* **PAGE EXCERPT**:
- Opening Delimiter -
The problem isn’t just the potential for cheating. The deeper issue is that this form of assessment privileges surface-level synthesis over meaningful engagement. When the rules of the game are this predictable, is it any wonder that students — and increasingly, machines — play it strategically?

AI as a Mirror, Not a Threat

There’s been a lot of panic around AI in education lately — some of it warranted, much of it reactionary. But what my experiment showed wasn’t so much the power of AI, as the fragility of our assessment design. ChatGPT didn’t “cheat” the system; it simply played by the rules we’ve laid down. And it did so disturbingly well.

I didn’t need to understand the scientific concepts in the essay. I didn’t need to read the references beyond verifying the citation format. I didn’t even need to do the thinking. Yet the result was an essay that would likely pass muster with most markers. The only thing missing was genuine learning.

This is something I’ve written about before: how educational technology often exposes the cracks in our practices more than it solves them. As I noted in a previous post, “Technology doesn’t fix bad pedagogy; it just makes it more obvious.” AI is the latest and most disruptive version of this. It forces us to confront the assumptions we’ve made about what assessment is for — and who it’s really serving.

Beyond Essays: Towards More Authentic Assessment

If AI can write the essay for you, then maybe we’re asking the wrong question. Maybe the question isn’t how to stop students from using AI, but how to design assessment that AI can’t easily game — or, more radically, how to design assessment where the use of AI is part of the learning process rather than an evasion of it.

Authentic assessment — tasks that mirror real-world challenges and require students to apply knowledge in context — is not new, but it’s never been more urgent. As Biggs and Tang (2011) argue, we need constructive alignment between learning outcomes, activities, and assessment. This means assessments that allow students to demonstrate their learning in situated, active ways — not just reproduce information.

Some alternatives include:

Multimodal reflections: Students submit a short video explaining how they approached a problem, what resources they used, and how their thinking evolved.
- Closing Delimiter -
Dataset excerpts
- Opening Delimiter -
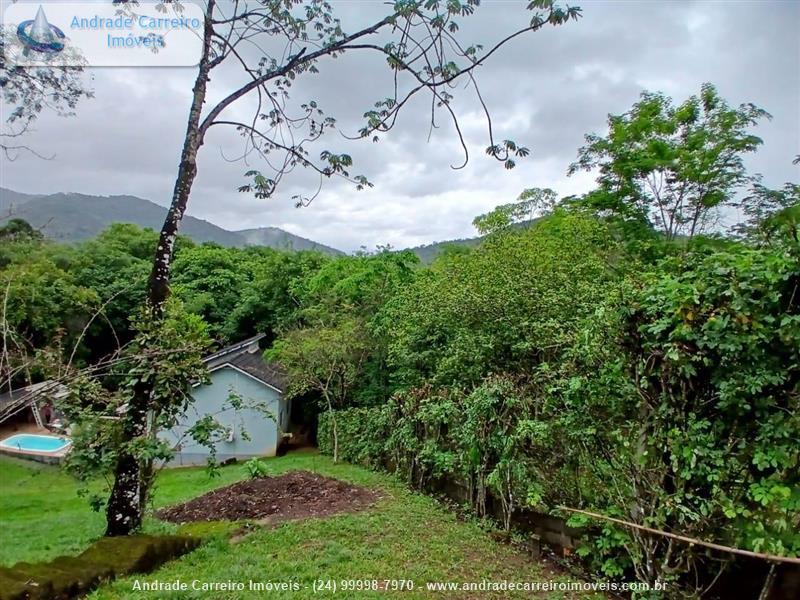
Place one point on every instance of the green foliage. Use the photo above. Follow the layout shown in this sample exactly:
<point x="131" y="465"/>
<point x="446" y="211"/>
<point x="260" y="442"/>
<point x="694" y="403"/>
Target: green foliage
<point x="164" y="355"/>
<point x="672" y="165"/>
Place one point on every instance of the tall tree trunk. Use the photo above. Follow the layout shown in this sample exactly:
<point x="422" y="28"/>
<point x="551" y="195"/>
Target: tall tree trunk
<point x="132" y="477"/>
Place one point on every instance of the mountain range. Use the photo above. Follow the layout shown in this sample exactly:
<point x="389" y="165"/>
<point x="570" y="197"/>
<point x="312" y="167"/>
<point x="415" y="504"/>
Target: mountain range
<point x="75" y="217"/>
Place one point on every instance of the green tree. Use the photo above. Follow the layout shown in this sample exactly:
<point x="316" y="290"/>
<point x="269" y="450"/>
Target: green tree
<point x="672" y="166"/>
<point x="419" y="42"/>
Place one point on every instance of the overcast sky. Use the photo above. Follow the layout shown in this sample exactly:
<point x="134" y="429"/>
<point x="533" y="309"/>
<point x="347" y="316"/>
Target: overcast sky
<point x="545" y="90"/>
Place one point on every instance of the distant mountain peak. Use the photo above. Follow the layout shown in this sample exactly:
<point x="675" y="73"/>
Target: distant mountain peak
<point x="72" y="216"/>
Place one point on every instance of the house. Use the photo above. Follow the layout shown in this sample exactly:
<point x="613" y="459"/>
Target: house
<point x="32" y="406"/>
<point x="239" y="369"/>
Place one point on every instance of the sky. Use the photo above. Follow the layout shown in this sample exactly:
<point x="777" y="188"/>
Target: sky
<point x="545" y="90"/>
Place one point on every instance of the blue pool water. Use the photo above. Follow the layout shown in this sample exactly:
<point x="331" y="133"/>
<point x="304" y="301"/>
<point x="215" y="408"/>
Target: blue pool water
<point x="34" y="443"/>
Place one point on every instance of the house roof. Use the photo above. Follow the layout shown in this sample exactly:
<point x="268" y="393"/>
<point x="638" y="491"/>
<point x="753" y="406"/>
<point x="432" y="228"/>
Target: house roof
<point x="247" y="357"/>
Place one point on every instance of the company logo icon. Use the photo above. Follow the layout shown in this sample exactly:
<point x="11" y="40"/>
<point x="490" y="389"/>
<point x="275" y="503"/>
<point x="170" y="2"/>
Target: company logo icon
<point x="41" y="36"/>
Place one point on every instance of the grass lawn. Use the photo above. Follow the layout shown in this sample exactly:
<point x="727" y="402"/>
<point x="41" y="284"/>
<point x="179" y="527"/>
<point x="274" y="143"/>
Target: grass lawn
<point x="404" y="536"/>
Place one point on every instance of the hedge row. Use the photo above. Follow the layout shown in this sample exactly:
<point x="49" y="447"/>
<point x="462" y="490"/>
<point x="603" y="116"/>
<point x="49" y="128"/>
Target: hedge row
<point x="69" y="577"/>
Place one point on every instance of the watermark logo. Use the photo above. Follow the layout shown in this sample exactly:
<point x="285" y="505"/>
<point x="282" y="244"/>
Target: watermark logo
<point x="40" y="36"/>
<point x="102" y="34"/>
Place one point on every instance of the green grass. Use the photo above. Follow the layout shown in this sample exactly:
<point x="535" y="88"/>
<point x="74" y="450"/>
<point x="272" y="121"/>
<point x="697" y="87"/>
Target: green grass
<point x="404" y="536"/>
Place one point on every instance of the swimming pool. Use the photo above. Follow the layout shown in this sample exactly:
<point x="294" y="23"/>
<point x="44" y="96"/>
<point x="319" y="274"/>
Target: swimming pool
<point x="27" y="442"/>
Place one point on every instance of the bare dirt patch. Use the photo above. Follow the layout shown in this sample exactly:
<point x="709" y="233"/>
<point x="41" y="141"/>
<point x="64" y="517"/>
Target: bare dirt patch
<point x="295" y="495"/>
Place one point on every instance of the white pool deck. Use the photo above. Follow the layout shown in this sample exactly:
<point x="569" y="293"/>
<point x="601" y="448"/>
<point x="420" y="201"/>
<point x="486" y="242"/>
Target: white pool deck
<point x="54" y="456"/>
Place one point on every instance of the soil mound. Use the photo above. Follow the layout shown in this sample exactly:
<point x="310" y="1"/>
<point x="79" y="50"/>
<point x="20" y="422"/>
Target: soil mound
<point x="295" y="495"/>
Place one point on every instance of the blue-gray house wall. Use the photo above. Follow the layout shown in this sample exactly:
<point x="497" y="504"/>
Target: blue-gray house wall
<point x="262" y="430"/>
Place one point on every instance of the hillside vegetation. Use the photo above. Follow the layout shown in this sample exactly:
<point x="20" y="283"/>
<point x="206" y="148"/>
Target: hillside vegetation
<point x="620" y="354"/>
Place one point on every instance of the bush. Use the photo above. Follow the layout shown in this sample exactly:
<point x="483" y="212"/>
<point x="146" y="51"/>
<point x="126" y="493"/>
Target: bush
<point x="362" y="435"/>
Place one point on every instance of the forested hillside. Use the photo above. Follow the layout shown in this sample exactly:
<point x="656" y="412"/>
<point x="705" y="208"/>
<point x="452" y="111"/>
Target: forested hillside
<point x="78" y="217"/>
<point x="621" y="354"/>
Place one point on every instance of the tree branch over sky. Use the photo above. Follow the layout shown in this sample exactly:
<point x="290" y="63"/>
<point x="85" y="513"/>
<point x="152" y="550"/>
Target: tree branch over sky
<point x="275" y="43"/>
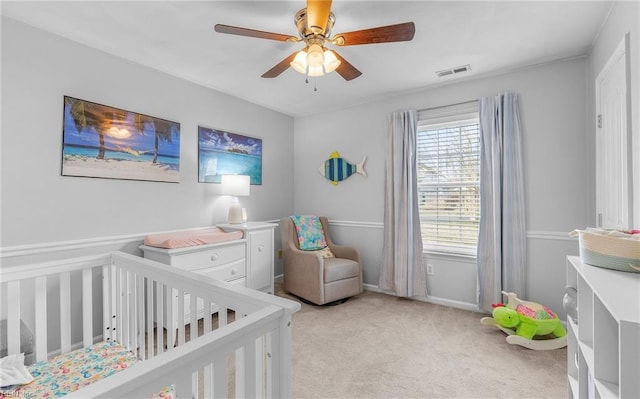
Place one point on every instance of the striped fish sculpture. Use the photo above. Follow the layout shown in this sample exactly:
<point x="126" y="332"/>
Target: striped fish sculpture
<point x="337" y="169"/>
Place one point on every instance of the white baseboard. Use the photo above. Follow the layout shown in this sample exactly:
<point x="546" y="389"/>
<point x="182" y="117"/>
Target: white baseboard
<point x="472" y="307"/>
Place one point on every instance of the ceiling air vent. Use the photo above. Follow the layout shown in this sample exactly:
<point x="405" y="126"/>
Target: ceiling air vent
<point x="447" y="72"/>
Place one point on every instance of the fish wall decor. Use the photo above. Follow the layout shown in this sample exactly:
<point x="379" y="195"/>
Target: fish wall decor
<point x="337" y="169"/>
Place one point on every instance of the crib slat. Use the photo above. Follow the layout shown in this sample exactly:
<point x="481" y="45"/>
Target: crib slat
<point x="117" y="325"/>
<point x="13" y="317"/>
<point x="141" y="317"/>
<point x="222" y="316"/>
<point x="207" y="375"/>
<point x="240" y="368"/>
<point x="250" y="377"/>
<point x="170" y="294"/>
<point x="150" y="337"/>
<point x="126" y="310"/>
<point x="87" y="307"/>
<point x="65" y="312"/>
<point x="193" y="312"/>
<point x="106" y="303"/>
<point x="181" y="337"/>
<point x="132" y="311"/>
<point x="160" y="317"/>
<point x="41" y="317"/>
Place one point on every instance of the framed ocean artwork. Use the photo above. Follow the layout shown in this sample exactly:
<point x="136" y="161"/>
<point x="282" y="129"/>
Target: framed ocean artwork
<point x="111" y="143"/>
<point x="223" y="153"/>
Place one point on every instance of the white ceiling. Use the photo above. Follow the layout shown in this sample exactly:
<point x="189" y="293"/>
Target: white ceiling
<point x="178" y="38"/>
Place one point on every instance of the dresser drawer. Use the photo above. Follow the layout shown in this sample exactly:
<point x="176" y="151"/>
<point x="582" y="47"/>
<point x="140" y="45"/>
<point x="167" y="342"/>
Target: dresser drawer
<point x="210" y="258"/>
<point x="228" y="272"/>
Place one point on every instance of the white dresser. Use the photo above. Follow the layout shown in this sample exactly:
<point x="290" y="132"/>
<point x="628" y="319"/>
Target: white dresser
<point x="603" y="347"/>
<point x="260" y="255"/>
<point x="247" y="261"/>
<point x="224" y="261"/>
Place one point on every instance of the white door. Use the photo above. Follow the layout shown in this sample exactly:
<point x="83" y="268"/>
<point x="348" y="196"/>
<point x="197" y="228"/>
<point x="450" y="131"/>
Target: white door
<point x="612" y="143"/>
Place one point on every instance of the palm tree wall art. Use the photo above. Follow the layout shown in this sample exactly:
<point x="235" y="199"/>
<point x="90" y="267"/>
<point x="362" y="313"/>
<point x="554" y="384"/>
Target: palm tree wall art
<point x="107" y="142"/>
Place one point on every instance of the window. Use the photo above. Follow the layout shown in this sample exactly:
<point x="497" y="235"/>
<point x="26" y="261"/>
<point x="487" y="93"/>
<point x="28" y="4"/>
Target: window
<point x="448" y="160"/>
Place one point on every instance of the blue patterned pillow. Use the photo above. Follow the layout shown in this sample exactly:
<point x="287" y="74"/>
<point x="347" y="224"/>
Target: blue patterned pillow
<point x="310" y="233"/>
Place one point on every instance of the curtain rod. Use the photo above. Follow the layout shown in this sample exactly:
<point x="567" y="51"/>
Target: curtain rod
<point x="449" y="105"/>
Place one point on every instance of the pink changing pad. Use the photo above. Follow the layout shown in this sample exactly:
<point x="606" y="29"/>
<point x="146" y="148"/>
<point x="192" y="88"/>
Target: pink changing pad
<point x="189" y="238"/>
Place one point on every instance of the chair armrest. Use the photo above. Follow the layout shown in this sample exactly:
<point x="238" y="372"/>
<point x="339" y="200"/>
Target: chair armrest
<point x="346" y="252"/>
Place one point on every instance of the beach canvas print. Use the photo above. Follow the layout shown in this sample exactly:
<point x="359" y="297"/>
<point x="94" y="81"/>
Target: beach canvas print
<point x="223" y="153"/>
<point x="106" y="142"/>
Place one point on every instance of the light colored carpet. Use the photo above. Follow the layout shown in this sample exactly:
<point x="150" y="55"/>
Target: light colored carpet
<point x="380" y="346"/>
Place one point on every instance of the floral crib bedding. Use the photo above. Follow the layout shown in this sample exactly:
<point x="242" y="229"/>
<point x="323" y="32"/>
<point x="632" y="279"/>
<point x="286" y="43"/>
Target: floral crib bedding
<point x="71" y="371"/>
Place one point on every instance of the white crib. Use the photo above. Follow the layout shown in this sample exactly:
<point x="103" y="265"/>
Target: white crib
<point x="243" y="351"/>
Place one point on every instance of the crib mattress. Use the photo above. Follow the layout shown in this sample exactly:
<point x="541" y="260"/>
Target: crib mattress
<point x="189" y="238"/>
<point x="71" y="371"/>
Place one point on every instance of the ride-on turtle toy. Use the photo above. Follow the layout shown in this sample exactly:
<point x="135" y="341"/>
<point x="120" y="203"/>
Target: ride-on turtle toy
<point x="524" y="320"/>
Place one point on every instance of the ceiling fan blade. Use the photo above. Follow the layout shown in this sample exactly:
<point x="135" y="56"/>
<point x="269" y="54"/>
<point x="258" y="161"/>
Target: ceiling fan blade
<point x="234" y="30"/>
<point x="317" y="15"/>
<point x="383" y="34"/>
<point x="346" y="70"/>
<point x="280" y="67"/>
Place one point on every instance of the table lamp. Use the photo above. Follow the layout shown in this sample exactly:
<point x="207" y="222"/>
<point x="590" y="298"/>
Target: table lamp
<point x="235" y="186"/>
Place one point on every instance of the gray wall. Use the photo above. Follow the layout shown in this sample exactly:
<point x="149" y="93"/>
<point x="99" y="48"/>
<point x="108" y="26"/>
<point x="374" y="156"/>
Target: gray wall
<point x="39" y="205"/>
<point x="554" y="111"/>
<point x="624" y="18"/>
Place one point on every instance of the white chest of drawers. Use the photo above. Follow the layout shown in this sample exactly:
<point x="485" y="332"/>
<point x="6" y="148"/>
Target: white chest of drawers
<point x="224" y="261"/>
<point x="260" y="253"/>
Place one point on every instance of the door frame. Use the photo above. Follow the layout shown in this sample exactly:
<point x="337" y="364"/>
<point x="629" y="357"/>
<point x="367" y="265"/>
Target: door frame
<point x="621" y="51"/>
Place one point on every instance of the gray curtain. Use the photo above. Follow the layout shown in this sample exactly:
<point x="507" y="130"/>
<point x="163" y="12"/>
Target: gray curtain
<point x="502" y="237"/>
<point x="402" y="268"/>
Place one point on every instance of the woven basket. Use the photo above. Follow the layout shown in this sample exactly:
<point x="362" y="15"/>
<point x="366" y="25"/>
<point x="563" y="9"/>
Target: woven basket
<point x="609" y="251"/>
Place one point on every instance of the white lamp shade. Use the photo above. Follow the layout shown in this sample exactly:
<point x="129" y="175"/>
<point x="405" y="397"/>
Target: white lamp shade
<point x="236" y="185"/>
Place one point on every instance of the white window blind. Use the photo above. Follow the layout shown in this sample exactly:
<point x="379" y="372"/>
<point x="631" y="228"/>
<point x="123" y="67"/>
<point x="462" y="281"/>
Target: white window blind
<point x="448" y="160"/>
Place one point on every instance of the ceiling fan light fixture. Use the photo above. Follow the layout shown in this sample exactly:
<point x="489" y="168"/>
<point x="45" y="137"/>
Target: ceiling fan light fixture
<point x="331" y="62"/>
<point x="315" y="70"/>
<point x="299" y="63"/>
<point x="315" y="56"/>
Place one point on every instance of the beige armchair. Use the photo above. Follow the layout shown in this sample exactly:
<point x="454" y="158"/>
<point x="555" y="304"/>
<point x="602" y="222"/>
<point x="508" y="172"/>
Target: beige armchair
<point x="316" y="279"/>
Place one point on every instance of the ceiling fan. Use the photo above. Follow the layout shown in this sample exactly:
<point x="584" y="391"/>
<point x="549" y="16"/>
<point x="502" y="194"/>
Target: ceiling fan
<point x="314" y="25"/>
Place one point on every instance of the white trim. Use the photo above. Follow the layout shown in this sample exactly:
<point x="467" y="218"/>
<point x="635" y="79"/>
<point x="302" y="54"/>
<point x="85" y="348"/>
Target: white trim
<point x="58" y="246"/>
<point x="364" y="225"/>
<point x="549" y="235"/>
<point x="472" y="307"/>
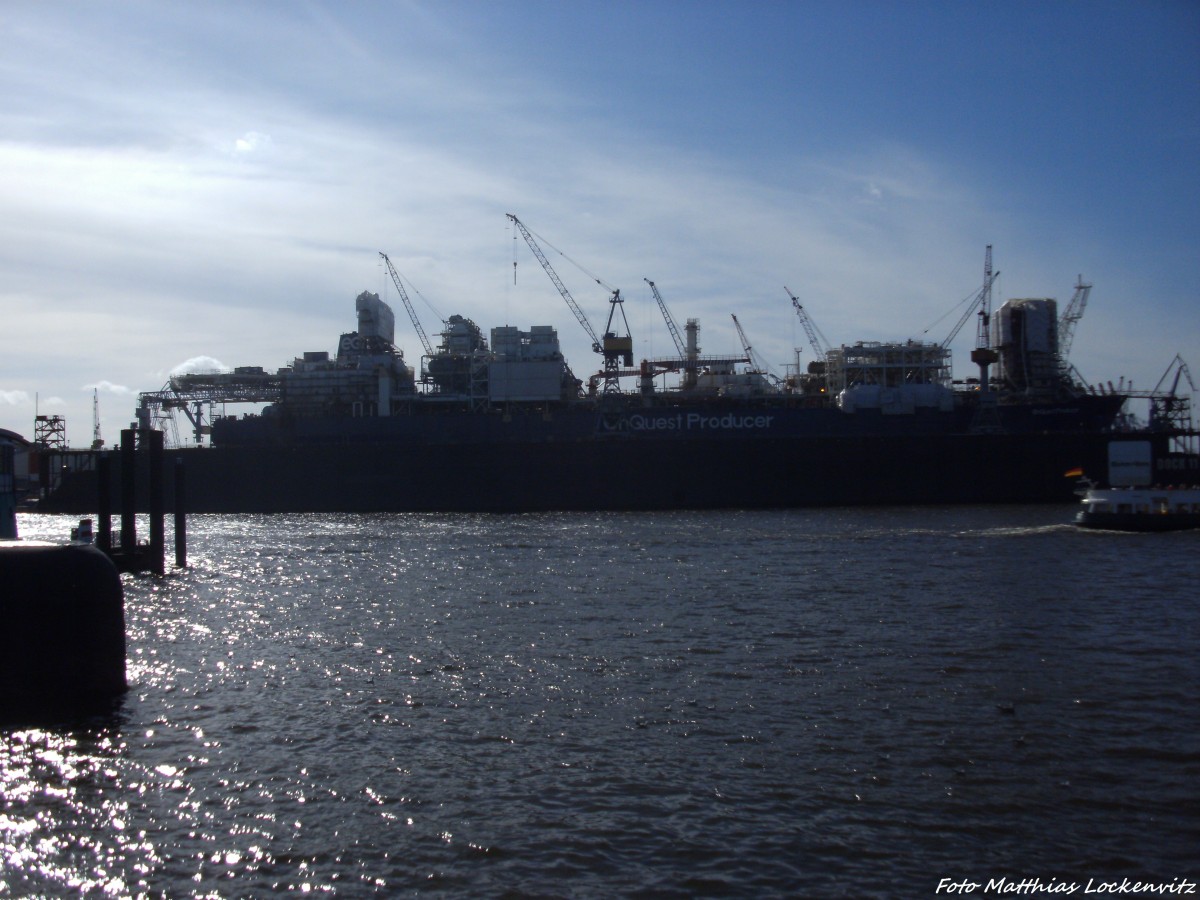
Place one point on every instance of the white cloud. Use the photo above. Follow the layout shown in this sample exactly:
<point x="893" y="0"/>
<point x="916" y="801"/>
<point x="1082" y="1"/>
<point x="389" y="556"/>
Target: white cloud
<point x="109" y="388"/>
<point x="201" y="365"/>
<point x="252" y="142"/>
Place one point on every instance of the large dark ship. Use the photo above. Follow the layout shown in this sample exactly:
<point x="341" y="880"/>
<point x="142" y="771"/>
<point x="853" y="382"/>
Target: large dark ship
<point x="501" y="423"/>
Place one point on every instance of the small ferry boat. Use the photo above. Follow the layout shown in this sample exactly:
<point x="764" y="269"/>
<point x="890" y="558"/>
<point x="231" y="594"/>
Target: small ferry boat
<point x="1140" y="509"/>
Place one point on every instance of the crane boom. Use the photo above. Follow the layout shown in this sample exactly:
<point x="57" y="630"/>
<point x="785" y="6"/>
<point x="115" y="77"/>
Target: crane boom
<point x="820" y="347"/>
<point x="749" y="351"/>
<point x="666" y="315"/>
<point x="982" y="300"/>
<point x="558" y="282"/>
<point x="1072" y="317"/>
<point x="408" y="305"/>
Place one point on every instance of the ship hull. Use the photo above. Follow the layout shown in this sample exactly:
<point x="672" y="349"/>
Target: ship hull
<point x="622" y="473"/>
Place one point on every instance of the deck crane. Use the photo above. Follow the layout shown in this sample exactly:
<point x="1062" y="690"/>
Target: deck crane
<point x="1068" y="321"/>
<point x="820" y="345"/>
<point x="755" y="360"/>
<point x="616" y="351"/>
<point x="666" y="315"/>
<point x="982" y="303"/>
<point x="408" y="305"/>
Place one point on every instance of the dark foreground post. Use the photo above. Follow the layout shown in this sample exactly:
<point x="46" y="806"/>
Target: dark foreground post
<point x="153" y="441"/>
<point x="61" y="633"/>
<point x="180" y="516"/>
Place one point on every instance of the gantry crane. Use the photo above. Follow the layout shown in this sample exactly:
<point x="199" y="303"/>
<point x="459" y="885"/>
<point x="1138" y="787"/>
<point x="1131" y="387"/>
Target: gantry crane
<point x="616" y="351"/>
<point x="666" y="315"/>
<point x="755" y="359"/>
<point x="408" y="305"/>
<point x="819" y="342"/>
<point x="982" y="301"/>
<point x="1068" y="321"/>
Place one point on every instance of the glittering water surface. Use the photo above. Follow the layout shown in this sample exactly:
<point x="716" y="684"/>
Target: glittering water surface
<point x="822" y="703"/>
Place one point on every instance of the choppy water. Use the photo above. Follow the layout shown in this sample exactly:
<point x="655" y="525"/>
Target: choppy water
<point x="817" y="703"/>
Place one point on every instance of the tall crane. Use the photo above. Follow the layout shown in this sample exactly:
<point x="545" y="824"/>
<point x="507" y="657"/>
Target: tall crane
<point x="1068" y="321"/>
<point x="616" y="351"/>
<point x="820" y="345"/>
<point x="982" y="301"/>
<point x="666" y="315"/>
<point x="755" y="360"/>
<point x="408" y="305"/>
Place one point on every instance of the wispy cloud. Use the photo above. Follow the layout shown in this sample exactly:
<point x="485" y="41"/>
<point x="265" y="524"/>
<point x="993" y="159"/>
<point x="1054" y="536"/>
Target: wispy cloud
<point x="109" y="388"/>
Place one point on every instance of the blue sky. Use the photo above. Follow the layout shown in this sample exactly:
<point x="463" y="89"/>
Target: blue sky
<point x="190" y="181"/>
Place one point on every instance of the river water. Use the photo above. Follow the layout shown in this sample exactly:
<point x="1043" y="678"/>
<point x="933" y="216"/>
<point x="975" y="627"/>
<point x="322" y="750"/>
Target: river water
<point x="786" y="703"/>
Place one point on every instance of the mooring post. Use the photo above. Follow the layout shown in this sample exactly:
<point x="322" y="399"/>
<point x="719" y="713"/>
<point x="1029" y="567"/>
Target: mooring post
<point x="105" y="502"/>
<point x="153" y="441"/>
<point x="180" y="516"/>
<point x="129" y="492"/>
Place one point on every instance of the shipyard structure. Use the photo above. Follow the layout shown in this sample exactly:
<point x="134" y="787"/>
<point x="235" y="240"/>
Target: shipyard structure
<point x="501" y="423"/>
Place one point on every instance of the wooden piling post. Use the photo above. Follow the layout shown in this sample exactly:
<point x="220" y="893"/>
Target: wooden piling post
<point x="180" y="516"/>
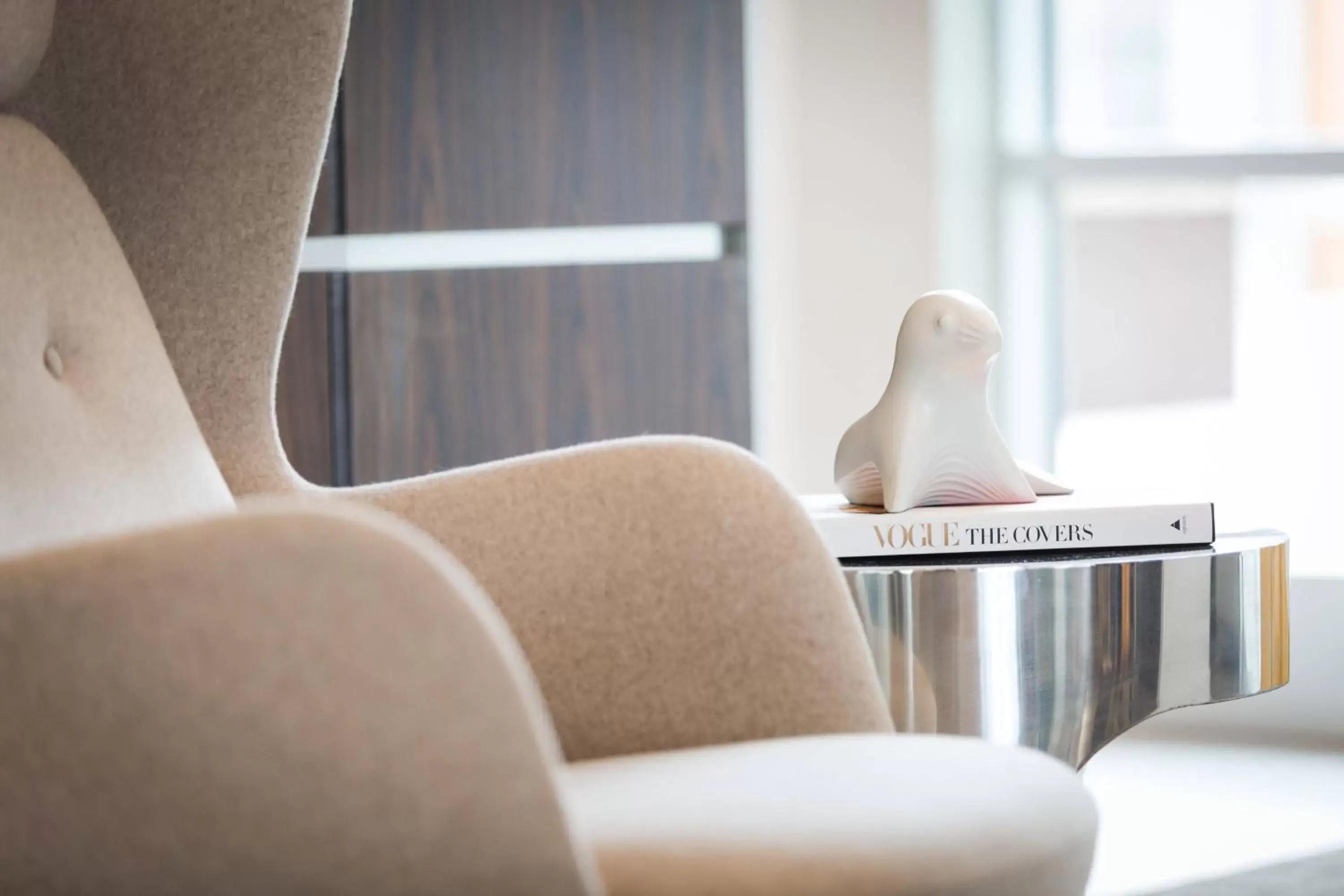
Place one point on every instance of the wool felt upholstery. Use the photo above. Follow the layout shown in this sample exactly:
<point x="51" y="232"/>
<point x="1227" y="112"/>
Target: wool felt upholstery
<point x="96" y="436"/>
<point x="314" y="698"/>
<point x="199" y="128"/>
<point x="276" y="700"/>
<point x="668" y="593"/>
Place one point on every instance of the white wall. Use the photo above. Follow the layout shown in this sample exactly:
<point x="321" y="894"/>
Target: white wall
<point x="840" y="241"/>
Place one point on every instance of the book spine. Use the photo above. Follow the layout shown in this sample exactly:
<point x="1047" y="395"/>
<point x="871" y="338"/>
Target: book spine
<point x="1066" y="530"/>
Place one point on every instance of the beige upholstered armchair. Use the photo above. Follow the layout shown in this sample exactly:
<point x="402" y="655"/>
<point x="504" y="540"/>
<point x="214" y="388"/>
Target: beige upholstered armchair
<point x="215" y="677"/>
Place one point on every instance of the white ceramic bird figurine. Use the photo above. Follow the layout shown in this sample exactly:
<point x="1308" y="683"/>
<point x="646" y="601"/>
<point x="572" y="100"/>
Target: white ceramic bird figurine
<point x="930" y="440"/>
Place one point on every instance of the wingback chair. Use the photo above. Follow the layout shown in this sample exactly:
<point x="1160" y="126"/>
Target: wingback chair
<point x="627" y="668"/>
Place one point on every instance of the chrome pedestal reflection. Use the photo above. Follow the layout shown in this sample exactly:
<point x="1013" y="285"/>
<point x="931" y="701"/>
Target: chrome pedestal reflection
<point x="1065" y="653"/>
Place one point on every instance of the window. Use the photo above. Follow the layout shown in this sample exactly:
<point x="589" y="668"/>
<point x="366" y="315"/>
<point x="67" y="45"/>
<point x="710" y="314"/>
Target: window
- Closing Delimiter -
* **TO DO**:
A. Repeat the part of the post on AI and assessment word for word, starting with "I didn’t need to understand" and going on through "it’s really serving.".
B. Answer these questions from the post on AI and assessment.
(i) Which authors does the post cite on constructive alignment?
(ii) What does the writer say was the only thing missing from the essay?
(iii) In a multimodal reflection, what do students submit?
C. Please write the next part of the post on AI and assessment, picking up after its last sentence.
None of the work here needs the items.

* **ANSWER SET**:
A.
I didn’t need to understand the scientific concepts in the essay. I didn’t need to read the references beyond verifying the citation format. I didn’t even need to do the thinking. Yet the result was an essay that would likely pass muster with most markers. The only thing missing was genuine learning.

This is something I’ve written about before: how educational technology often exposes the cracks in our practices more than it solves them. As I noted in a previous post, “Technology doesn’t fix bad pedagogy; it just makes it more obvious.” AI is the latest and most disruptive version of this. It forces us to confront the assumptions we’ve made about what assessment is for — and who it’s really serving.

B.
(i) Biggs and Tang (2011).
(ii) Genuine learning.
(iii) A short video explaining how they approached a problem, what resources they used, and how their thinking evolved.

C.
Collaborative projects: Groups work together on a shared artefact — a website, a policy brief, a podcast — that demonstrates not just the end result but the process.
Problem-based learning tasks: Students tackle a complex, open-ended problem and justify their solutions with evidence and reasoning.
Portfolio assessment: Rather than a single submission, students document their learning journey across multiple touchpoints.

All of these are harder to fake. They require synthesis, communication, and — crucially — reflection. They also make space for failure, iteration, and growth — things that a single summative essay rarely encourages.

What AI Can Help Us With

Paradoxically, the same tools that expose the weaknesses of our assessments can also help us build better ones. ChatGPT can assist with brainstorming, restructuring, checking clarity, or even generating simulated peer feedback. Used transparently and ethically, AI can scaffold learning rather than replace it.

But to do that, we need to move beyond a compliance mindset. Blocking ChatGPT or pretending it doesn’t exist won’t prepare students for a world where AI is integrated into almost every aspect of knowledge work. What we need is a pedagogy of critical engagement — one that encourages students to question, challenge, and co-create with the tools available to them.

A Closing Thought

What this little experiment revealed to me wasn’t just the ease with which AI can write a decent essay. It was the hollowness of a form of assessment that has long outlived its usefulness. If our goal is to foster critical, curious, creative thinkers, then we need to assess them in ways that honour those qualities.

The rise of generative AI doesn’t mark the end of assessment. But it might just mark the end of bad assessment — if we’re willing to use it as a mirror, rather than a scapegoat.

References

Biggs, J. and Tang, C., 2011. Teaching for quality learning at university: What the student does. 4th ed. Maidenhead: Open University Press.

Wiliam, D. (2018). Embedded formative assessment Second edition. Bloomington, Indiana: Solution Tree Press.